• WHAT TO WORK ON:
Write out each line exactly as it stands, please.

□ □ □ □

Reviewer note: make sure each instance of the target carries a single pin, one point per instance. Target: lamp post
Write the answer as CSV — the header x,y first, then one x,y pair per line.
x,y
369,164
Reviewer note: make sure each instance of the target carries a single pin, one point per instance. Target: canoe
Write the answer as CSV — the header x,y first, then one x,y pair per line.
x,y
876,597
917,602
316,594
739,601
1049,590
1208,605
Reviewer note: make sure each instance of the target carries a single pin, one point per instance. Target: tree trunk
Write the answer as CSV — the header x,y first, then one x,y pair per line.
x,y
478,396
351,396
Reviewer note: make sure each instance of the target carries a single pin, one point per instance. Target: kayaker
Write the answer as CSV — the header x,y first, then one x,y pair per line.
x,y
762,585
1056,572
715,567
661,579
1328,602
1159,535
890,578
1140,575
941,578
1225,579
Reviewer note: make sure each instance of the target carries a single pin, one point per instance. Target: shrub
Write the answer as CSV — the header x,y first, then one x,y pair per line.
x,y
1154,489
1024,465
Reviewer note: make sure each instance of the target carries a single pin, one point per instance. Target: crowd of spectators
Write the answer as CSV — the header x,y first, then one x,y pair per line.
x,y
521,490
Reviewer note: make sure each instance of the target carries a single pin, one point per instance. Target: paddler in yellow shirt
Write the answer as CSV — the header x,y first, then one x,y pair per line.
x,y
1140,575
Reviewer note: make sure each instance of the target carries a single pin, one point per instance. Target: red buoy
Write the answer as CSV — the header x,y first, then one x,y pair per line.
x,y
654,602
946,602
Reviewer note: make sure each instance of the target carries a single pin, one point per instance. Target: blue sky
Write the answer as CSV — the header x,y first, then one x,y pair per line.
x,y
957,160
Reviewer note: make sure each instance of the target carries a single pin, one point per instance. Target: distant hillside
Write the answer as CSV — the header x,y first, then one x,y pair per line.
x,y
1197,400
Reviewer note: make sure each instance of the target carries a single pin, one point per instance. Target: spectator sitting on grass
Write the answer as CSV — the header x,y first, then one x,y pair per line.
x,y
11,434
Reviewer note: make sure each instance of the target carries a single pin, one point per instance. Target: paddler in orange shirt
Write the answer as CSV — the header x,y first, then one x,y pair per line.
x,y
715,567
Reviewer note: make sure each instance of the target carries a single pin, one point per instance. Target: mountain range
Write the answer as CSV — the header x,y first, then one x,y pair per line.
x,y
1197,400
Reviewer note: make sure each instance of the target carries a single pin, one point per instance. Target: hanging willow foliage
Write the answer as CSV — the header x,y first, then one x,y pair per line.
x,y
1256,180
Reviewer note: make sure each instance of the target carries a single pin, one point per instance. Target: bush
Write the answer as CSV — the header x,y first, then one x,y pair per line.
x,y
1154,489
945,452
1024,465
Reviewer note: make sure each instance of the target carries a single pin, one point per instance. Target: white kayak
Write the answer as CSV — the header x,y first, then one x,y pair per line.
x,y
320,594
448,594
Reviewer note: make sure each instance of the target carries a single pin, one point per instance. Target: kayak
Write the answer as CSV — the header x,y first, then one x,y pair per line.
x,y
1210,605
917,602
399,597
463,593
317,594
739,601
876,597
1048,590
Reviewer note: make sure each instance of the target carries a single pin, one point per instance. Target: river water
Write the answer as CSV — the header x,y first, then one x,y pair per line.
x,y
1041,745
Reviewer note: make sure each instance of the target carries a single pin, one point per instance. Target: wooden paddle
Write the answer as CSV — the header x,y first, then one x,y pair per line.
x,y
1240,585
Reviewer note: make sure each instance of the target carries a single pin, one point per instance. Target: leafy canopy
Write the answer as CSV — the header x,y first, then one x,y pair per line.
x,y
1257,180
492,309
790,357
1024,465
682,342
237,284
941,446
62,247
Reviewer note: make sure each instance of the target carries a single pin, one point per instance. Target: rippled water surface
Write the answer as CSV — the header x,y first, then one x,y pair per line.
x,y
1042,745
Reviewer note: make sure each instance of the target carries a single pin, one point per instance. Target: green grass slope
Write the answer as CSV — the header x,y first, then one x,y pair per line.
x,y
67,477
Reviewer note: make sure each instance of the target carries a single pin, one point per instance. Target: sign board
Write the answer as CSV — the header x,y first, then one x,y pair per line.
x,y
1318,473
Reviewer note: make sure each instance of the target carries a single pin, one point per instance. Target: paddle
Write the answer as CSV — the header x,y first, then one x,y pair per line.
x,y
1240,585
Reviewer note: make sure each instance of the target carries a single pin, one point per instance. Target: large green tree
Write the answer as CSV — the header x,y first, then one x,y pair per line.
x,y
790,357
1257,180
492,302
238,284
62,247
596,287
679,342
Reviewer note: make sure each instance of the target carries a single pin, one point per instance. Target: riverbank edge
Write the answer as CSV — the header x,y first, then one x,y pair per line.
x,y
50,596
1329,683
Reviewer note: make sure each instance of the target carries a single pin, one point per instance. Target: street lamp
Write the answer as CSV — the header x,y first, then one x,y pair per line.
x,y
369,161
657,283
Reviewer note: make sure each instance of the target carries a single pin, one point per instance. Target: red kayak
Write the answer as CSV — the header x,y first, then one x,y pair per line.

□ □ □ □

• THE RESPONSE:
Reviewer note: make sure each instance of the target carries a single pin, one point per instance. Target: lamp post
Write the answer as CSV — the header x,y first, then one x,y pair per line.
x,y
369,164
Reviewer note: make sure each instance of the target carries a single pin, one point per instance. Target: canoe
Write the answer as CSV — the header x,y first, then one x,y pair per line.
x,y
876,597
917,602
316,594
739,601
1049,590
1208,605
Reviewer note: make sure each instance of the target carries a single pin, one point per instance. Target: tree trunk
Write the answer as CSV — the header x,y first, then one x,y pair per line.
x,y
478,396
351,396
Reviewer note: make sure each instance of the target carries a single pin, one point per instance. Target: kayaker
Write the answer as CSV — the header x,y first, then one x,y pair per line.
x,y
762,585
1056,572
715,567
661,579
1328,602
1159,535
890,578
1140,575
941,578
1225,579
Reviewer note: make sure each instance of the target carries a single pin, one point per instance. Target: shrub
Write the answer as CSV — the header x,y first, then one x,y pair per line.
x,y
1154,489
1024,465
Reviewer note: make sure each instance of the target carries a single pin, one point per instance. Target: crowd of spectators
Write the answer as CSV — the header x,y first, then one x,y pair per line.
x,y
521,490
Reviewer note: make sure each instance of the target carries a single pin, one point per instance. Target: paddler in yellow shirt
Write the answer as CSV — the header x,y first, then one x,y pair per line.
x,y
1140,575
Reviewer note: make sure each instance of the target carries a single pin, one point per instance. Target: red buoy
Write the answer as CSV — the header x,y first, then one x,y pair per line.
x,y
654,602
946,602
Reviewer note: make sure each instance of the target carries a single pin, one point per instance. Target: blue sky
Write the answer as CSV — the header x,y first, then one x,y pair per line.
x,y
957,160
Reviewer note: make sure each instance of the target carries a single pin, one point per instance. Target: distant hillside
Write the answer as CSV — the header x,y first, then one x,y pair per line.
x,y
1197,400
Reviewer note: make sure each instance of the target carries a single pin, one point per instance. Target: spectator sitting on grass
Write the answer as CSV — the header x,y first, then one x,y pair per line.
x,y
11,434
Reviewer note: make sure each instance of the target carries a single pin, one point per instance. Target: paddler in orange shirt
Write the answer as CSV — the header x,y first, then one x,y pair per line.
x,y
715,567
Reviewer note: make sure each instance of the target carries a single pin, one point per instance. Target: mountain range
Write the answer as CSV — the header x,y first, then one x,y pair per line.
x,y
1197,400
Reviewer note: make sure each instance of the target carries a single pin, one point per instance. Target: hanging willow foliage
Write the answer as CSV — the header x,y first, then one x,y pair per line.
x,y
1256,180
Reviewer note: make sure each instance of the target carries a single pin, one point per instance. Target: bush
Write the answer as CSV — the header x,y first, then one x,y pair per line.
x,y
1154,489
945,452
1024,465
Reviewer note: make sure each instance of the target carries a single pin, one point per instance. Target: white kayak
Write the answer as CSV — the header x,y first, then one x,y pair per line.
x,y
320,594
448,594
Reviewer note: make sure each instance of the target carries a single pin, one point per instance. Target: kayak
Write the answer as CSV — the header x,y first, then one x,y pair per line.
x,y
1210,605
917,602
399,597
463,593
317,594
739,601
876,597
1048,590
Reviewer note: make sure each instance of the target carries a single pin, one point per instance. Target: river water
Write the answer as CSV — the header x,y first, then one x,y pair per line.
x,y
1041,745
Reviewer note: make sure each instance of the target carries a single pin, one point per instance. Target: wooden paddle
Write the answer as CSV — the header x,y first, then one x,y pair per line.
x,y
1240,585
Reviewer note: make sure each instance of the target carries a single pin, one point per instance. Target: leafy canopy
Write the answer as CSV — the header x,y first, then one x,y pair per line.
x,y
1257,180
492,309
790,357
1024,465
682,342
237,284
941,446
62,247
Reviewer note: make sure each instance of the target carries a single pin, one point per instance. Target: rippled water surface
Write the answer as CSV — the header x,y first, then one x,y pair per line.
x,y
1042,745
Reviewer note: make sure each instance of the target carries a single pin, one point per instance. Target: green grass slope
Write the answer as CSV — the header x,y first, then one x,y pair per line.
x,y
67,477
Reviewer note: make sure each instance of the target carries a single pin, one point per instance. Target: sign board
Write the answer as CSV — the header x,y first, then one x,y pair per line.
x,y
1318,473
Reviewer note: make sure each instance of the target carries a single pin, one point per instance. Target: paddle
Write the answer as CSV — the header x,y first, then one x,y pair per line.
x,y
1240,585
Reviewer note: make sure each instance of the target carries a single pin, one point per instance. Target: large green tree
Write the answer as CSV — the header x,y first, then one x,y pair per line.
x,y
790,357
1257,180
492,302
238,284
62,247
596,287
679,342
Reviewer note: make sure each instance of the target carries a single pin, one point per instance. Target: riverbank edge
Write the answer as CSV — the header x,y first, then one x,y pair per line.
x,y
50,596
1329,683
Reviewer note: make sure each instance of the target carries a single pin, one point per instance. Target: street lamp
Write the answer as CSV — the header x,y first, then one x,y pair per line.
x,y
369,161
657,283
Reviewer note: make sure each instance of the target carries a single pin, one point per instance. Target: red kayak
Write the answer as CSV — the header x,y first, then one x,y pair per line.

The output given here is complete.